::: Record extracts
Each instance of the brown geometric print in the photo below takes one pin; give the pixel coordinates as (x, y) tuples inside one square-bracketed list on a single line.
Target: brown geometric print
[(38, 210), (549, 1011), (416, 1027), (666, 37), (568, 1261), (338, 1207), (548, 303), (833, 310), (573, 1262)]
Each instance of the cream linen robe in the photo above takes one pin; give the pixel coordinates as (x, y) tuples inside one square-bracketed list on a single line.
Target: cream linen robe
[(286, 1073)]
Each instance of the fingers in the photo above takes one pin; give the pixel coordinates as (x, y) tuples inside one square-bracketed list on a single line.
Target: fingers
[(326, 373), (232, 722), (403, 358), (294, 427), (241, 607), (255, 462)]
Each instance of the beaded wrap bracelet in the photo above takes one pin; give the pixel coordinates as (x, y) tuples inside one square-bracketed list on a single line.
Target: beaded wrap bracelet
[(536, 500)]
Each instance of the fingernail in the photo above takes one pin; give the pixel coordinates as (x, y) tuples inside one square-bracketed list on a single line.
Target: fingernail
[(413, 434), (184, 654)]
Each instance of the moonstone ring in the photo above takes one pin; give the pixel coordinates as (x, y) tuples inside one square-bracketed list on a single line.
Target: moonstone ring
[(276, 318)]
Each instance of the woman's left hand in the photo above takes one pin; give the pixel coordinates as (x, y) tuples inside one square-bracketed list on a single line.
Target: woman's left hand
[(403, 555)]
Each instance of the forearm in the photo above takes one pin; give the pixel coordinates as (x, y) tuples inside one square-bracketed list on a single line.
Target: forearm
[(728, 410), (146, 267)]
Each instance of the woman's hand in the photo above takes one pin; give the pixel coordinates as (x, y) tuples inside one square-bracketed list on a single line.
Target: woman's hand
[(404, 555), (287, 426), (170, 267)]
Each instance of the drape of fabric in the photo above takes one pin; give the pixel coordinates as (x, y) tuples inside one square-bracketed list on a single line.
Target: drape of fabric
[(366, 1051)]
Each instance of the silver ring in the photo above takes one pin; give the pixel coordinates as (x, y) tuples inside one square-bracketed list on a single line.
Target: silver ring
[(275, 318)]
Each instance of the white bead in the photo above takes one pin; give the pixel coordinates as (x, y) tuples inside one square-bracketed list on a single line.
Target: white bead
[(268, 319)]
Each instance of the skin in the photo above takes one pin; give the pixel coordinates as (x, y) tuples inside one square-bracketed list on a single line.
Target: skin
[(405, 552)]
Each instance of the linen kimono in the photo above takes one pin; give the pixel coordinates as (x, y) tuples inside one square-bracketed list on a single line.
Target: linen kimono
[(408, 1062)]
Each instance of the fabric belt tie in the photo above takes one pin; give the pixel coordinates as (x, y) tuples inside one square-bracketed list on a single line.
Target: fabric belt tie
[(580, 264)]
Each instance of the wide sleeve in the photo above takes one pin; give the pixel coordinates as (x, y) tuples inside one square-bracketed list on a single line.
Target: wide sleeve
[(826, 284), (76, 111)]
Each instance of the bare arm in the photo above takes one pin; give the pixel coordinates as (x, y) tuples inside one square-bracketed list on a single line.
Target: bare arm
::::::
The task: Give every line above again, word for word.

Written answer:
Each instance of the brown geometric print in the photo below takes one pin; give the pixel coordinates as (x, y) tuples inside one square-bracketed list on a single line.
Target: brown geometric print
[(38, 210), (549, 1011), (416, 1027), (666, 37), (568, 1261), (338, 1207), (548, 303), (833, 310), (573, 1262)]
Each instance of the cream linen robe in the photo above takes one pin; give the pixel coordinates as (x, y) tuples inside one square-bracketed list on a single line.
Target: cream linen robe
[(286, 1073)]
Each instance of the fingers in the photo above takes one pin; give the pixel coordinates as (x, y) tuples inside one square-bracketed list on a single line.
Target: fingers
[(326, 373), (232, 722), (403, 358), (294, 427), (241, 607), (255, 462)]
Each instance of the beaded wrap bracelet in the photo above takes one pin; give the pixel coordinates as (x, y) tuples inside one square-bracketed list on a single line.
Target: beaded wrap bracelet
[(536, 500)]
Each instance of the fingernail in the photo above takes one pin; give the pixel coordinates as (x, y) tuples inside one square-bracketed list on a single line.
Target: fingernail
[(413, 434), (184, 654)]
Each instance of the moonstone ring in the photo above takes one pin; give the pixel coordinates as (x, y) tuples inside one square-bracketed list on a single line.
Target: moonstone ring
[(276, 318)]
Each instance of the woman's left hand in the photo above takes one pin; give the pixel coordinates as (x, y) tuples inside one square-bracketed list on a single line.
Target: woman's left hand
[(403, 555)]
Each instance of the forearm in the photo above takes one pin; give the pixel coordinates as (x, y) tuples inside one square-bracketed list on a single line.
Target: forearm
[(728, 410), (146, 267)]
Each instance of the woman's hand in the photo above takes one pin; give the pixel coordinates as (x, y) tuples inside one square-bracketed list on a single line.
Target: woman's hand
[(404, 555), (287, 426), (170, 267)]
Each instance of the drape of fabric in the photo above takes one pin; give the pixel coordinates as (x, y) tuples inside one square-bracketed list on a single line.
Target: drape of fabric
[(366, 1051)]
Each instance of the silver ring in the photo above takes one pin; give the pixel coordinates as (x, y) tuples inside one square-bracketed list on a single line.
Target: silver ring
[(275, 318)]
Each instance of the white bead in the photo above takes one pin; give the pixel coordinates as (x, y) tuples inside one square-bracketed list on a single line.
Target: white bead
[(268, 319)]
Each instance of the skin in the photo above takes one pin; give the pixel coordinates as (x, y) tuples inside one square-bracketed list on a single line.
Target: skin
[(405, 552)]
Each instance of the linen kimono in the photo above takes one pin; give the pixel coordinates as (x, y) tuples inside one square-bracketed list on a single line.
Target: linen kimono
[(408, 1062)]
Each instance of the fabric belt tie in the photo above takes one pin; give the pixel coordinates as (x, y) tuples inside one square-bracketed list on a single line.
Target: fabric belt tie
[(580, 264)]
Each instance of the wide sleeve in the photo above takes one pin; give the pixel coordinates as (x, y) tuples inside one square-bracketed list on a single line.
Target: wide sleeve
[(826, 284), (76, 111)]
Each instance of the bare arm in the photo above takes one pin; give the pixel coordinates as (x, y) tuples inside one square-bracketed list on a single line.
Target: bare arm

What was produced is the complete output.